(Provided data Opens)

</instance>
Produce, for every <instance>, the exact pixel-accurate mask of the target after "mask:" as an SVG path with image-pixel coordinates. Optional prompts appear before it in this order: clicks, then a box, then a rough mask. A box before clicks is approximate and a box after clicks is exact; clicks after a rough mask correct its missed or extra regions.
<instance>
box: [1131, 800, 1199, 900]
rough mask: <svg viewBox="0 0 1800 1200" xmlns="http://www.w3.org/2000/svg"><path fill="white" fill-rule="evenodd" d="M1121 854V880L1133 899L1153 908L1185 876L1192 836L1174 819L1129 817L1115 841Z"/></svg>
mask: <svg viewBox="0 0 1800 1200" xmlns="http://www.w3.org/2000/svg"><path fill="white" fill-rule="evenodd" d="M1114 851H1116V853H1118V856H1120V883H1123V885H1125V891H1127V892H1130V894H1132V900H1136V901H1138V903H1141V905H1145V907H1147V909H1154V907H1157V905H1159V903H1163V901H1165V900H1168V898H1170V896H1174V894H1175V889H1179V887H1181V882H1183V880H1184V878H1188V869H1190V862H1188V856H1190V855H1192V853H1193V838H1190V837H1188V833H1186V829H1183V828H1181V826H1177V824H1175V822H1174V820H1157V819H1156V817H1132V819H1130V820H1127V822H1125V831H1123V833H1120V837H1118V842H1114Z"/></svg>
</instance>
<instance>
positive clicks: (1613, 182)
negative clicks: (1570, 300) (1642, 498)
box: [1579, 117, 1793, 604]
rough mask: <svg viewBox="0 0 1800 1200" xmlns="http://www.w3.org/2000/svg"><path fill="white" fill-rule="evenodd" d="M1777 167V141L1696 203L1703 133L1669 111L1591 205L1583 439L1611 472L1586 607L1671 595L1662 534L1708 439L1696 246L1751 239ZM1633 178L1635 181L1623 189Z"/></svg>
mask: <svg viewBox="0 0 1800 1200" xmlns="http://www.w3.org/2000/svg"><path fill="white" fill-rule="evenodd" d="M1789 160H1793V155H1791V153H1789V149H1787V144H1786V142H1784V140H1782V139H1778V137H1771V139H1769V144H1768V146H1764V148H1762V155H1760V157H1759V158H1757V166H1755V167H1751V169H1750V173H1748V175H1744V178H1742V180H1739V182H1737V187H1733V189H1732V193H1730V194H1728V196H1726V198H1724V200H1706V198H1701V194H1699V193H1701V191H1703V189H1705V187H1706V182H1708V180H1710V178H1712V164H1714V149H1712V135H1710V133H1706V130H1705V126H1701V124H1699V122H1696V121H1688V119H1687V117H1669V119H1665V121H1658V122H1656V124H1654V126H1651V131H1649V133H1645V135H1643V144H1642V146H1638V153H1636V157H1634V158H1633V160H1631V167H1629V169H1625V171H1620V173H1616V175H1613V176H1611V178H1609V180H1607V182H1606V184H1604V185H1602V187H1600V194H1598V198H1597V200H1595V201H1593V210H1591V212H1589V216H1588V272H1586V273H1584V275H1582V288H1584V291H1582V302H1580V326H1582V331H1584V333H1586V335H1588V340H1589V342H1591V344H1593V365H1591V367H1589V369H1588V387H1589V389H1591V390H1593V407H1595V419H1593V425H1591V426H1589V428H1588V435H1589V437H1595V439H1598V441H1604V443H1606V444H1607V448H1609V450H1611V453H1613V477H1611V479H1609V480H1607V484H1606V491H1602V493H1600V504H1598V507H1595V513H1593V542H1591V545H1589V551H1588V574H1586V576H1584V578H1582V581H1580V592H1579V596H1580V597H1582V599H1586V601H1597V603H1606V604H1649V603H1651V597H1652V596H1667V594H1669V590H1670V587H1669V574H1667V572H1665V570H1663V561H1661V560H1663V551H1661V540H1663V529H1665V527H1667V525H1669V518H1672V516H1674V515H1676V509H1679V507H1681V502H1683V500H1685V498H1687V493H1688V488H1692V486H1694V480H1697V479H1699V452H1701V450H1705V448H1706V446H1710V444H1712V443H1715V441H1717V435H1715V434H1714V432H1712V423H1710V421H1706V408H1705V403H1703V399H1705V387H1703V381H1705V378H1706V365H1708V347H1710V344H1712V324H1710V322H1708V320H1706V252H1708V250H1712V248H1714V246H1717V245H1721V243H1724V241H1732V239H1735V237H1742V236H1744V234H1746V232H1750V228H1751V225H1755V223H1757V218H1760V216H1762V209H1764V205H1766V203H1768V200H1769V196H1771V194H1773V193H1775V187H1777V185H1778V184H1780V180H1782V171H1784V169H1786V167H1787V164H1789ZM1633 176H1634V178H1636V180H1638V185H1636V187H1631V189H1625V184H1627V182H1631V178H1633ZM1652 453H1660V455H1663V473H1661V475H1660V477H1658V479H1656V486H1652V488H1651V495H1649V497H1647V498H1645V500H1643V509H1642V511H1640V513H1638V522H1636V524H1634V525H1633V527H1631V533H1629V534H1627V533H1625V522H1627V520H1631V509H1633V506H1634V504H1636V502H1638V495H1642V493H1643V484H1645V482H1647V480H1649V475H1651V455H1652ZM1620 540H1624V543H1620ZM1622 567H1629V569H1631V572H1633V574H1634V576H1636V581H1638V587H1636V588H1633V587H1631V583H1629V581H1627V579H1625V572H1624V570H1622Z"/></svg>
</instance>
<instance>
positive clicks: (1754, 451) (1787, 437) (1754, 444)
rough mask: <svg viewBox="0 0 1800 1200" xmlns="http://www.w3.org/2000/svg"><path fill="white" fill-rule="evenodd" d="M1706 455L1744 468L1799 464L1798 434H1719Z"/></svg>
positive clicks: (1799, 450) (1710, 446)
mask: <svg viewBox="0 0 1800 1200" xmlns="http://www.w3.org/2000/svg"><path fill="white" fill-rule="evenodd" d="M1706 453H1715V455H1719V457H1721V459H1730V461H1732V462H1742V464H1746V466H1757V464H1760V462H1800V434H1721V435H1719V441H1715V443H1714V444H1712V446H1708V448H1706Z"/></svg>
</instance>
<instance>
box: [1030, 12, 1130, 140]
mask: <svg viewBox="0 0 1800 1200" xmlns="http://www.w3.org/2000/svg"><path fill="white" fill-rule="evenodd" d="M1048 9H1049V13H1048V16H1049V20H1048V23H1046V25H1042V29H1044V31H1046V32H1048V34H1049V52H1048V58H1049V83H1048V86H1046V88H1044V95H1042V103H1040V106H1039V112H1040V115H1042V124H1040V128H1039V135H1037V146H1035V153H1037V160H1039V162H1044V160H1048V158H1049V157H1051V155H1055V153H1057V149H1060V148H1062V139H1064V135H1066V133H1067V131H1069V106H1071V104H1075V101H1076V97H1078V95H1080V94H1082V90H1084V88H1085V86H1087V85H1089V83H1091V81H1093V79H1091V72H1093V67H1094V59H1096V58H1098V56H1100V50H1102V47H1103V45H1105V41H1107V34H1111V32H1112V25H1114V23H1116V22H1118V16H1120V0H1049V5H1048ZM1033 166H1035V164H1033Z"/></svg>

(Provided data Closes)

[Task brief]:
Quote every line above word for word, with nothing changed.

[The answer]:
</instance>
Produce, for every <instance>, the exact pixel-accurate mask of the target after "mask:" as an SVG path with image-pixel coordinates. Optional prompts appear before it in this order: clicks, then a box, then a rough mask. A box before clicks is approximate and a box after clicks is exact; clicks after a rough mask correct its missed or extra regions.
<instance>
box: [1131, 800, 1199, 900]
rough mask: <svg viewBox="0 0 1800 1200" xmlns="http://www.w3.org/2000/svg"><path fill="white" fill-rule="evenodd" d="M1121 854V880L1133 899L1153 908L1185 876L1192 836L1174 819L1129 817L1115 841Z"/></svg>
mask: <svg viewBox="0 0 1800 1200" xmlns="http://www.w3.org/2000/svg"><path fill="white" fill-rule="evenodd" d="M1114 851H1116V853H1118V856H1120V883H1123V885H1125V891H1127V892H1130V894H1132V900H1136V901H1138V903H1141V905H1145V907H1147V909H1154V907H1157V905H1159V903H1163V901H1165V900H1168V898H1170V896H1174V894H1175V889H1179V887H1181V882H1183V880H1184V878H1188V869H1190V862H1188V856H1190V855H1192V853H1193V838H1190V837H1188V833H1186V829H1183V828H1181V826H1177V824H1175V822H1174V820H1157V819H1156V817H1132V819H1130V820H1127V822H1125V831H1123V833H1120V837H1118V842H1114Z"/></svg>
</instance>
<instance>
positive clicks: (1613, 182)
negative clicks: (1570, 300) (1642, 498)
box: [1579, 117, 1793, 604]
rough mask: <svg viewBox="0 0 1800 1200" xmlns="http://www.w3.org/2000/svg"><path fill="white" fill-rule="evenodd" d="M1777 167V141L1696 203L1703 133L1669 111L1591 205L1583 439L1611 472L1586 607L1671 595L1662 534L1708 439L1696 246L1751 239ZM1633 178L1635 181L1623 189Z"/></svg>
mask: <svg viewBox="0 0 1800 1200" xmlns="http://www.w3.org/2000/svg"><path fill="white" fill-rule="evenodd" d="M1789 160H1793V155H1791V153H1789V149H1787V144H1786V142H1784V140H1782V139H1778V137H1771V139H1769V144H1768V146H1764V148H1762V155H1760V157H1759V158H1757V166H1755V167H1751V169H1750V173H1748V175H1744V178H1742V180H1739V182H1737V187H1733V189H1732V193H1730V194H1728V196H1726V198H1724V200H1706V198H1701V194H1699V193H1701V191H1703V189H1705V187H1706V182H1708V180H1710V178H1712V164H1714V149H1712V135H1710V133H1706V130H1705V126H1701V124H1699V122H1696V121H1688V119H1687V117H1669V119H1665V121H1658V122H1656V124H1654V126H1651V131H1649V133H1645V135H1643V144H1642V146H1638V153H1636V157H1634V158H1633V160H1631V167H1629V169H1625V171H1620V173H1616V175H1613V176H1611V178H1609V180H1607V182H1606V184H1604V185H1602V187H1600V194H1598V198H1597V200H1595V201H1593V210H1591V212H1589V216H1588V272H1586V273H1584V275H1582V288H1584V291H1582V302H1580V326H1582V331H1584V333H1586V335H1588V340H1589V342H1591V344H1593V365H1591V367H1589V369H1588V387H1589V389H1591V390H1593V407H1595V419H1593V425H1591V426H1589V428H1588V435H1589V437H1595V439H1598V441H1604V443H1606V444H1607V448H1609V450H1611V453H1613V477H1611V479H1609V480H1607V484H1606V491H1602V493H1600V504H1598V507H1595V513H1593V542H1591V545H1589V551H1588V574H1586V576H1584V578H1582V581H1580V592H1579V596H1580V597H1582V599H1586V601H1597V603H1606V604H1649V603H1651V597H1652V596H1667V594H1669V590H1670V587H1669V574H1667V572H1665V570H1663V561H1661V560H1663V551H1661V540H1663V529H1665V527H1667V525H1669V518H1672V516H1674V515H1676V509H1679V507H1681V502H1683V500H1685V498H1687V493H1688V488H1692V486H1694V480H1697V479H1699V452H1701V450H1705V448H1706V446H1710V444H1712V443H1715V441H1717V435H1715V434H1714V432H1712V423H1710V421H1706V408H1705V403H1703V399H1705V387H1703V381H1705V378H1706V365H1708V347H1710V344H1712V324H1710V322H1708V320H1706V252H1708V250H1712V248H1714V246H1717V245H1721V243H1724V241H1732V239H1735V237H1742V236H1744V234H1746V232H1750V228H1751V225H1755V223H1757V218H1760V216H1762V209H1764V205H1766V203H1768V200H1769V196H1771V194H1773V193H1775V187H1777V185H1778V184H1780V180H1782V171H1784V169H1786V167H1787V164H1789ZM1633 176H1634V178H1636V180H1638V185H1636V187H1631V189H1625V184H1627V182H1631V178H1633ZM1652 453H1660V455H1663V473H1661V475H1660V477H1658V479H1656V486H1652V488H1651V495H1649V497H1647V498H1645V500H1643V509H1642V511H1640V513H1638V522H1636V524H1634V525H1633V527H1631V533H1629V534H1627V533H1625V522H1627V520H1631V509H1633V506H1634V504H1636V502H1638V495H1642V493H1643V484H1645V482H1647V480H1649V475H1651V455H1652ZM1620 540H1624V543H1620ZM1622 567H1629V569H1631V572H1633V574H1634V576H1636V581H1638V587H1636V588H1633V587H1631V583H1629V581H1627V579H1625V572H1624V570H1622Z"/></svg>
</instance>
<instance>
positive clicks: (1754, 451) (1787, 437) (1754, 444)
rough mask: <svg viewBox="0 0 1800 1200" xmlns="http://www.w3.org/2000/svg"><path fill="white" fill-rule="evenodd" d="M1706 455L1744 468L1799 464L1798 434H1719Z"/></svg>
positive clicks: (1799, 450) (1710, 446)
mask: <svg viewBox="0 0 1800 1200" xmlns="http://www.w3.org/2000/svg"><path fill="white" fill-rule="evenodd" d="M1706 453H1715V455H1719V457H1721V459H1730V461H1732V462H1742V464H1746V466H1757V464H1760V462H1800V434H1721V435H1719V441H1715V443H1714V444H1712V446H1708V448H1706Z"/></svg>
</instance>
<instance>
box: [1030, 12, 1130, 140]
mask: <svg viewBox="0 0 1800 1200" xmlns="http://www.w3.org/2000/svg"><path fill="white" fill-rule="evenodd" d="M1048 9H1049V13H1048V16H1049V20H1048V23H1046V25H1042V29H1044V31H1046V32H1048V34H1049V52H1048V58H1049V83H1048V86H1046V88H1044V95H1042V103H1040V106H1039V112H1040V115H1042V124H1040V128H1039V135H1037V146H1035V153H1037V160H1039V162H1044V160H1048V158H1049V157H1051V155H1055V153H1057V149H1060V148H1062V139H1064V135H1066V133H1067V131H1069V106H1071V104H1075V101H1076V97H1078V95H1080V94H1082V90H1084V88H1085V86H1087V85H1089V83H1091V81H1093V79H1091V72H1093V67H1094V59H1096V58H1098V56H1100V50H1102V47H1103V45H1105V41H1107V34H1111V32H1112V25H1114V23H1116V22H1118V16H1120V0H1049V5H1048ZM1033 166H1035V164H1033Z"/></svg>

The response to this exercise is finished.